In the records below, start with the line containing "Question. Provide the position of each instance of the slate" and go on through the line containing "x=1214 y=804". Write those lines out again with "topiary" switched to "boxwood" and everything else left unchanged.

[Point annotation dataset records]
»»

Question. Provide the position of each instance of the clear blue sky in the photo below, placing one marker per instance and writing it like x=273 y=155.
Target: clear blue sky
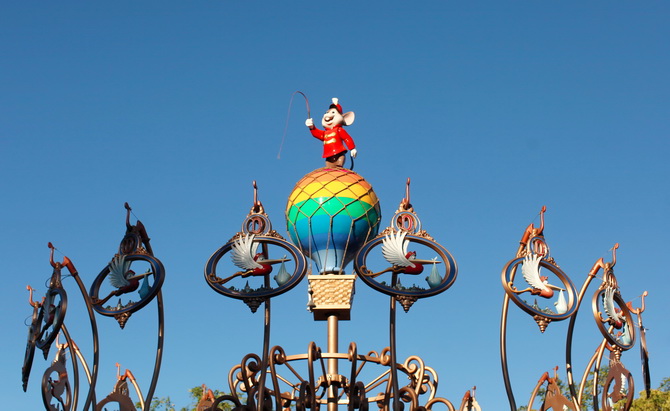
x=492 y=108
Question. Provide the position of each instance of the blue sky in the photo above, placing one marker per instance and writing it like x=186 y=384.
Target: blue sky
x=493 y=109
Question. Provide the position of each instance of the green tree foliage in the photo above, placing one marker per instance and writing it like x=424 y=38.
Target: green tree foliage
x=658 y=400
x=196 y=393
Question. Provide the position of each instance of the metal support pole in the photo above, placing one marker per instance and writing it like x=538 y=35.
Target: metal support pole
x=333 y=338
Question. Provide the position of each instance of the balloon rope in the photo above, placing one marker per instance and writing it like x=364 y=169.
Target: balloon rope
x=288 y=116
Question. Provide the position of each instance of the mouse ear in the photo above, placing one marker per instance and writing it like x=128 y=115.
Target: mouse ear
x=349 y=118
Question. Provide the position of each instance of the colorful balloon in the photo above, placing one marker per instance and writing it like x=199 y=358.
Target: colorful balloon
x=330 y=214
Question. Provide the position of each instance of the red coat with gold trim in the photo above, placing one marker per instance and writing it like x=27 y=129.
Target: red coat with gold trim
x=333 y=139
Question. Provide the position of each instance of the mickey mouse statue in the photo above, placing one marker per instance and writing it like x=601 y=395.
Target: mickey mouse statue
x=334 y=135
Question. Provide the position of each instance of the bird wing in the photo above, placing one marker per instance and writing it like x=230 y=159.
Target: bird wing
x=118 y=268
x=530 y=269
x=608 y=303
x=244 y=249
x=394 y=249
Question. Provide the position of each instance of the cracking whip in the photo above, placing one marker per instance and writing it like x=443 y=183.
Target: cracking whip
x=288 y=116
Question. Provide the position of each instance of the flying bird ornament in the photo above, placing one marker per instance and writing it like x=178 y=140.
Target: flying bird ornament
x=394 y=250
x=124 y=279
x=615 y=316
x=539 y=285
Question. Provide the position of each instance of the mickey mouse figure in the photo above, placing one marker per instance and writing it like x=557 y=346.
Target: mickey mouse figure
x=334 y=137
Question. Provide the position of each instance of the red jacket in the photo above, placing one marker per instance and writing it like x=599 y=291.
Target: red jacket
x=333 y=139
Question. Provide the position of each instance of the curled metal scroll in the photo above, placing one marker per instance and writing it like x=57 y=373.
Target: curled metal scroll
x=58 y=388
x=33 y=333
x=619 y=386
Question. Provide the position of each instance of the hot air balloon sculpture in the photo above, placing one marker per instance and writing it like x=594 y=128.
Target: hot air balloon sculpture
x=330 y=214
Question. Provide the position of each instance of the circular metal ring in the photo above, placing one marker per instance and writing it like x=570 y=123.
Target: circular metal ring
x=448 y=277
x=598 y=296
x=264 y=293
x=508 y=275
x=131 y=307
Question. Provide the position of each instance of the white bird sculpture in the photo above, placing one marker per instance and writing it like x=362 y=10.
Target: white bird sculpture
x=394 y=250
x=561 y=304
x=530 y=269
x=245 y=255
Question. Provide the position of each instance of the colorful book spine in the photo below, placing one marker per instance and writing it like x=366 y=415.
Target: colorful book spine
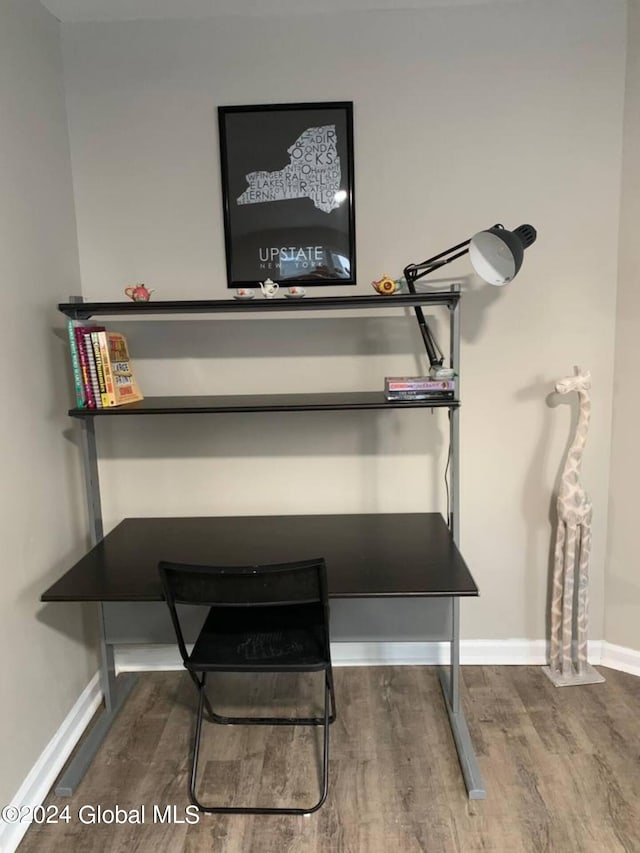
x=84 y=368
x=75 y=365
x=106 y=369
x=97 y=357
x=93 y=374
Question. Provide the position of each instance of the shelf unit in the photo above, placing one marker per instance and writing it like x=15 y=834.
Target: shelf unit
x=356 y=400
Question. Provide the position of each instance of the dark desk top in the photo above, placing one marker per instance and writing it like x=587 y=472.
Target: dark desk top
x=377 y=555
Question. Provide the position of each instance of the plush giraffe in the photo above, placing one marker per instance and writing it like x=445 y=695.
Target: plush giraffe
x=572 y=550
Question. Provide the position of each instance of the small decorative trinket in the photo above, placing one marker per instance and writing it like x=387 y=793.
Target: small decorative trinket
x=269 y=288
x=385 y=286
x=138 y=293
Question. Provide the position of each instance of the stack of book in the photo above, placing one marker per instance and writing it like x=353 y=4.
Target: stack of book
x=102 y=371
x=419 y=388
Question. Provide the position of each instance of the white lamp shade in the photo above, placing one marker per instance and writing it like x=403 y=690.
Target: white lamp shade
x=492 y=258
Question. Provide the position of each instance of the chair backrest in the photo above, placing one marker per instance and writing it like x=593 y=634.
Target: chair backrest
x=275 y=585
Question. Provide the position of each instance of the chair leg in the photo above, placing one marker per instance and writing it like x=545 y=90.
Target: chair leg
x=259 y=810
x=200 y=685
x=332 y=690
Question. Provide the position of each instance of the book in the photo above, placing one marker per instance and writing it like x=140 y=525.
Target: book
x=109 y=399
x=78 y=380
x=91 y=363
x=423 y=384
x=89 y=400
x=99 y=369
x=420 y=395
x=125 y=387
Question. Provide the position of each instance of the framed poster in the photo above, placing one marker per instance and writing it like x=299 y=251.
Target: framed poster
x=287 y=190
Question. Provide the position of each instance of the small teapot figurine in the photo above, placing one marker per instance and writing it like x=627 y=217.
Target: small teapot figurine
x=139 y=293
x=269 y=288
x=385 y=286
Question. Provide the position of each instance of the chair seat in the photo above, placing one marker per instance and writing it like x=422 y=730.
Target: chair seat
x=242 y=638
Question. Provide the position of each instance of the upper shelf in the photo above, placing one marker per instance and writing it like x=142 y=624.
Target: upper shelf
x=83 y=310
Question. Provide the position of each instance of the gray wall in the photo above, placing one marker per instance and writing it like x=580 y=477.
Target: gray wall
x=464 y=116
x=623 y=575
x=44 y=659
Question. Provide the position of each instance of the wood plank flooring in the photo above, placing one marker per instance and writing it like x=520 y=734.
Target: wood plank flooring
x=561 y=766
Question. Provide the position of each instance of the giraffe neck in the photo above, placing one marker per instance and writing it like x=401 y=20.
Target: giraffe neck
x=574 y=456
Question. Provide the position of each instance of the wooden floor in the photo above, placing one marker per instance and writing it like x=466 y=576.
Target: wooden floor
x=561 y=766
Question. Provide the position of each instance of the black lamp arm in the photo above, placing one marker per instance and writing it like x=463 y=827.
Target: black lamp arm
x=412 y=273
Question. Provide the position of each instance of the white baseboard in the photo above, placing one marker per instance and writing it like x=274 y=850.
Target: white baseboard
x=44 y=772
x=136 y=658
x=139 y=658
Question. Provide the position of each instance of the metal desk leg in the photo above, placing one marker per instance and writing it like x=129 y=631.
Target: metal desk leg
x=86 y=752
x=115 y=694
x=450 y=683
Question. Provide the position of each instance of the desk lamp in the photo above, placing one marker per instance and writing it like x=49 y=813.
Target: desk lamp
x=495 y=254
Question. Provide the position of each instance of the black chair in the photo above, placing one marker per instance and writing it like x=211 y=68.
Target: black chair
x=271 y=618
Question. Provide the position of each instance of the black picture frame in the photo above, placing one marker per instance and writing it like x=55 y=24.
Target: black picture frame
x=288 y=194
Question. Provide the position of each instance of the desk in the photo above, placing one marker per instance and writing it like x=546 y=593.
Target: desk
x=368 y=556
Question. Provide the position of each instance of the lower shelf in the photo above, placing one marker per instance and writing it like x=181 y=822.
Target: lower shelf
x=334 y=401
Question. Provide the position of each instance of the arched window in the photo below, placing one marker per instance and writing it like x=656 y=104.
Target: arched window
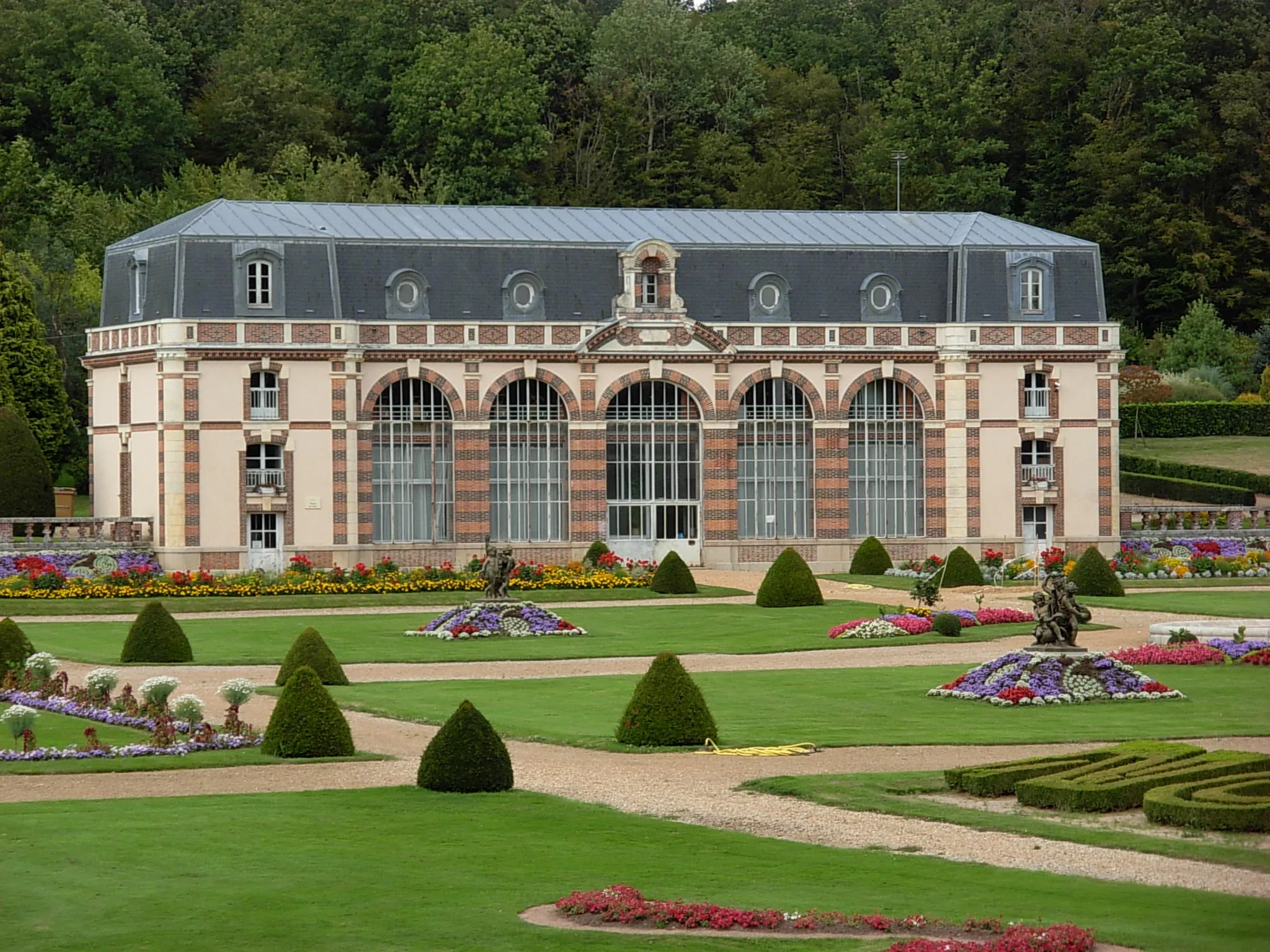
x=412 y=465
x=653 y=462
x=265 y=395
x=886 y=461
x=528 y=464
x=774 y=462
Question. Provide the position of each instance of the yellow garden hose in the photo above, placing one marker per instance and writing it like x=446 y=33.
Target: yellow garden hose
x=786 y=751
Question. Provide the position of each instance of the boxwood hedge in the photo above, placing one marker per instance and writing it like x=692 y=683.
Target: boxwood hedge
x=1185 y=490
x=1198 y=472
x=1199 y=419
x=1240 y=803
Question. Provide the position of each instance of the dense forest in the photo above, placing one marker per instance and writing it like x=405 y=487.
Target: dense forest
x=1143 y=125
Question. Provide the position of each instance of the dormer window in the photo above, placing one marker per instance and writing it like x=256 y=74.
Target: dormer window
x=647 y=296
x=1032 y=289
x=879 y=299
x=259 y=284
x=523 y=298
x=406 y=295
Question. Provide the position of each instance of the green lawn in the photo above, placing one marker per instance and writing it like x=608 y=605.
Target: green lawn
x=898 y=794
x=836 y=707
x=727 y=628
x=54 y=730
x=1235 y=604
x=402 y=868
x=229 y=603
x=1248 y=454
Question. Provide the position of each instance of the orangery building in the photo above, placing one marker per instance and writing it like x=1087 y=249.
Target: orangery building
x=350 y=381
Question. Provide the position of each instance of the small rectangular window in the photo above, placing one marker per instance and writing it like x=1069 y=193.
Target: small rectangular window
x=648 y=289
x=1033 y=300
x=258 y=284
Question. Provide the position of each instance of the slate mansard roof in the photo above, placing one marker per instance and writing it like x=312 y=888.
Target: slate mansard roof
x=951 y=266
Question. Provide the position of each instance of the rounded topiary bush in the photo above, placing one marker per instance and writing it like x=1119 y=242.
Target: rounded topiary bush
x=155 y=638
x=597 y=549
x=466 y=756
x=667 y=708
x=16 y=648
x=871 y=559
x=310 y=650
x=961 y=569
x=1093 y=575
x=306 y=721
x=25 y=482
x=673 y=576
x=789 y=583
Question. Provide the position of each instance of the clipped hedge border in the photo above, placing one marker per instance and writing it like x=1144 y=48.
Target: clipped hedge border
x=1185 y=490
x=1121 y=782
x=1209 y=418
x=1150 y=466
x=1214 y=804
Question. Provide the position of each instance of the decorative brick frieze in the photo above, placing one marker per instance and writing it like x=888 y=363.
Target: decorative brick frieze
x=921 y=337
x=997 y=337
x=210 y=333
x=530 y=334
x=1081 y=337
x=493 y=334
x=374 y=333
x=886 y=337
x=262 y=333
x=445 y=334
x=1039 y=337
x=566 y=335
x=853 y=337
x=810 y=337
x=768 y=553
x=310 y=333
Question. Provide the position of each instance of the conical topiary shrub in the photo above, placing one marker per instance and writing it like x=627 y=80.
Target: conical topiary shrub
x=673 y=576
x=961 y=569
x=306 y=721
x=597 y=549
x=25 y=482
x=667 y=708
x=310 y=650
x=789 y=583
x=466 y=756
x=1093 y=575
x=16 y=648
x=155 y=638
x=871 y=559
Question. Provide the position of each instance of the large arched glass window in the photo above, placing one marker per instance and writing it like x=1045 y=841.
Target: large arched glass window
x=528 y=464
x=653 y=462
x=886 y=461
x=774 y=462
x=412 y=465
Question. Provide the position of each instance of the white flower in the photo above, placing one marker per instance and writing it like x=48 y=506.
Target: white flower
x=236 y=691
x=42 y=664
x=155 y=691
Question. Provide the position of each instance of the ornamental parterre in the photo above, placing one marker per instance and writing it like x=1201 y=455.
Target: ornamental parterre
x=1034 y=678
x=495 y=620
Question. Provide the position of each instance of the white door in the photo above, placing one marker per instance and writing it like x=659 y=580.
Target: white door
x=265 y=542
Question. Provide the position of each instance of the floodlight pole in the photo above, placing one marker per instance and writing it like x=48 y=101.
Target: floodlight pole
x=900 y=157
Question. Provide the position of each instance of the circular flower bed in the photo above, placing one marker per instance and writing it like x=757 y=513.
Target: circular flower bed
x=518 y=620
x=1032 y=678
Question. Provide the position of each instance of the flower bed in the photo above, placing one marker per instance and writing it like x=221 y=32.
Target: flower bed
x=1030 y=678
x=626 y=906
x=303 y=579
x=918 y=622
x=522 y=620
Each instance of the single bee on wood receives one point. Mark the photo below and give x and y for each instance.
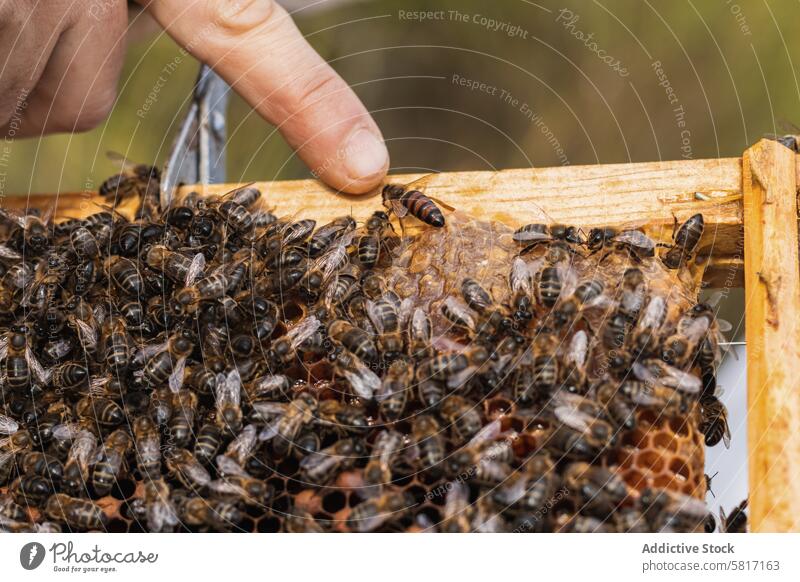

««

**Expected answer**:
Question. Provide the position of each instance of the slate mansard roof in the photo above, placing one marker per instance and writing it like x=312 y=888.
Target: slate mansard roof
x=951 y=266
Question. Provide the position of each instance of the rounded boxwood bush in the photo above, placing one marker per instance and writing it like x=1119 y=242.
Target: rounded boxwood bush
x=155 y=638
x=597 y=549
x=466 y=756
x=667 y=708
x=16 y=648
x=871 y=559
x=310 y=650
x=961 y=569
x=1093 y=575
x=306 y=721
x=25 y=482
x=673 y=576
x=789 y=583
Question. Provide the position of each instance of the clipped hedge border in the photo above, placing one marker per instance and writing it like x=1144 y=48.
Target: clipped hedge border
x=1185 y=490
x=1121 y=782
x=1209 y=418
x=1150 y=466
x=1214 y=804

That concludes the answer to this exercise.